Supplied entries:
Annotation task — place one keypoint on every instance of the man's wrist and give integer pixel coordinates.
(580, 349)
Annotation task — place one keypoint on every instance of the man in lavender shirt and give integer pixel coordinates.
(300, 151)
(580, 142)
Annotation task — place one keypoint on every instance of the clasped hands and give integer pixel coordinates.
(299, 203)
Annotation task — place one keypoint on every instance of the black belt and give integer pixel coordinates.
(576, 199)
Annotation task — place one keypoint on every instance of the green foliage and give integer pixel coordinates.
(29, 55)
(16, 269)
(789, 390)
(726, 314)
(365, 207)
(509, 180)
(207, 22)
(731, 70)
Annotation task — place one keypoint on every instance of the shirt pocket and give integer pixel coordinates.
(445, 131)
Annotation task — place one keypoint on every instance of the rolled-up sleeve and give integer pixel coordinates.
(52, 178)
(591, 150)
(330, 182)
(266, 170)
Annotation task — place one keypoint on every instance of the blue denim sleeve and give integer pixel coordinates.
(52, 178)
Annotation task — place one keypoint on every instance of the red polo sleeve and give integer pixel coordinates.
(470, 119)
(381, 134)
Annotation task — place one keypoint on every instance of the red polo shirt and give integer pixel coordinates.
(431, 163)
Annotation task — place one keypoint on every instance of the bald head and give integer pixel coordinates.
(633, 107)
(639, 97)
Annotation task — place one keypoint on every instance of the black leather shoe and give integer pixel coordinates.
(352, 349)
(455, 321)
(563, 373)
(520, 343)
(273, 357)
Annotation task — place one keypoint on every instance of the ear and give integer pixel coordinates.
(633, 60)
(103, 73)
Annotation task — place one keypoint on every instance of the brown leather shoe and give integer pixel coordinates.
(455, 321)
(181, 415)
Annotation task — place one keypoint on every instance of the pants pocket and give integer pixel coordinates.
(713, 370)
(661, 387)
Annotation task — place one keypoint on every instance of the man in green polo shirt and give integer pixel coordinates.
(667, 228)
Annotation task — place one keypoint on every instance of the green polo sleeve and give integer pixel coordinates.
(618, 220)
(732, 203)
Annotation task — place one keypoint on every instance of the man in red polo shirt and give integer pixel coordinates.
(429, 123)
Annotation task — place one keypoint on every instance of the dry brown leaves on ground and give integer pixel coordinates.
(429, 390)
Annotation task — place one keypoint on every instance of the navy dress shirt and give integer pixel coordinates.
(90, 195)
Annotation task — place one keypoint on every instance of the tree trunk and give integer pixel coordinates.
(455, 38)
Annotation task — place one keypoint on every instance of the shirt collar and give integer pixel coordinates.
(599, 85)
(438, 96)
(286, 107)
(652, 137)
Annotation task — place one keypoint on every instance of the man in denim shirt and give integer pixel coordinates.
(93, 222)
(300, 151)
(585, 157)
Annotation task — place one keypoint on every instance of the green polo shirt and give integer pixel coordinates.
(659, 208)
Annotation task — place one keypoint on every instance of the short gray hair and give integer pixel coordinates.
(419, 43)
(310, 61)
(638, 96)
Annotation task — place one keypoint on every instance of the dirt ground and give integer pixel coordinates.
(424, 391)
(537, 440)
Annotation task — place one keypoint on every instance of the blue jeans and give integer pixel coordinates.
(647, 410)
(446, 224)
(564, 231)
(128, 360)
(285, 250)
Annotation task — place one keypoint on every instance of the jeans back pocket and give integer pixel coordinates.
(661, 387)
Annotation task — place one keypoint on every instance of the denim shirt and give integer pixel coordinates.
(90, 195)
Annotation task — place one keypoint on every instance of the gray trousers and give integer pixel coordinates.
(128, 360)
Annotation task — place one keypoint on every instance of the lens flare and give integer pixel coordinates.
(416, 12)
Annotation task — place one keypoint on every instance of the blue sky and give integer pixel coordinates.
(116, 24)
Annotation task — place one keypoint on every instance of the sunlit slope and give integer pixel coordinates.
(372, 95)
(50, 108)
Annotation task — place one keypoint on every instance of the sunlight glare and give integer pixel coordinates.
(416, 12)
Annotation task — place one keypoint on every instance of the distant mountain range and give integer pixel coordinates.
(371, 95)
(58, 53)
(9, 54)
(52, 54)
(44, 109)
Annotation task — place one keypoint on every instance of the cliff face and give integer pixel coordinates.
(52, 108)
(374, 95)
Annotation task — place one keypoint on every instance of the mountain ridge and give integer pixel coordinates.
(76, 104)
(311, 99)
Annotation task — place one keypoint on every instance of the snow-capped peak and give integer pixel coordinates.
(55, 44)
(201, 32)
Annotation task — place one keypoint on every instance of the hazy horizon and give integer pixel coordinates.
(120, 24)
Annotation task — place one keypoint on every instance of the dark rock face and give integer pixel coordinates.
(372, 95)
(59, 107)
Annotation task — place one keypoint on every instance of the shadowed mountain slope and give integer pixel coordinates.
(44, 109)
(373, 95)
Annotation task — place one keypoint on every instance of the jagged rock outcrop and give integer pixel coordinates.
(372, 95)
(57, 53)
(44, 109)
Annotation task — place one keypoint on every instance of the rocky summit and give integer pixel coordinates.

--

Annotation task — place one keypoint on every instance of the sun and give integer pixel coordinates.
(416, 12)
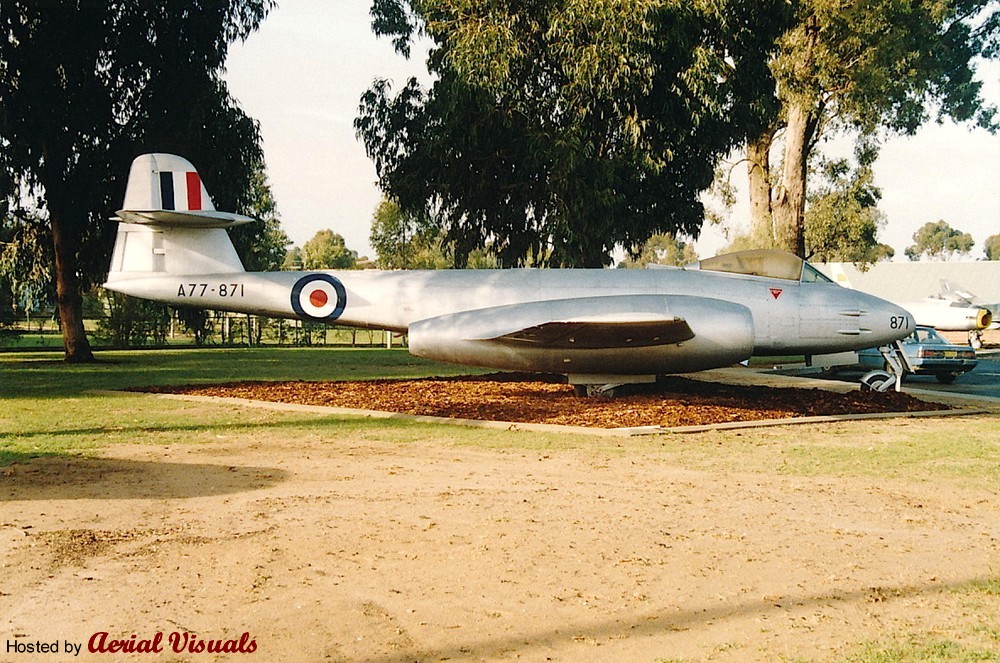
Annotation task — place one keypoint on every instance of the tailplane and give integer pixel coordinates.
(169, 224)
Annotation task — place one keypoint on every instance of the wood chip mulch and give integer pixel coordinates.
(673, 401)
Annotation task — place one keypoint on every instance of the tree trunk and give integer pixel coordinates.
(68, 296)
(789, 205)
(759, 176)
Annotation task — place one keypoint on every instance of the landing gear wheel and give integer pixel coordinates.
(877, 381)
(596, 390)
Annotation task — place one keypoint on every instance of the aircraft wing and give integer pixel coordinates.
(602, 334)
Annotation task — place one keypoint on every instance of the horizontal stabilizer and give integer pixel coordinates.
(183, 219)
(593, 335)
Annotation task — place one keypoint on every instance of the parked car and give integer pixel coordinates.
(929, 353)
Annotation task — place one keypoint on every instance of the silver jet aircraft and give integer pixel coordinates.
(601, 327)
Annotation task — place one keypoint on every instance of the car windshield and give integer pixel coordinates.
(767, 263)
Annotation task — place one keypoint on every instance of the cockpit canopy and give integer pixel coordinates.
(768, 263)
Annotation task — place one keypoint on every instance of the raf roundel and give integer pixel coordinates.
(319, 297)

Task details: How many lines of the data above contain the string "aircraft"? Case matters. Reply with the number alone.

Exercise output: 2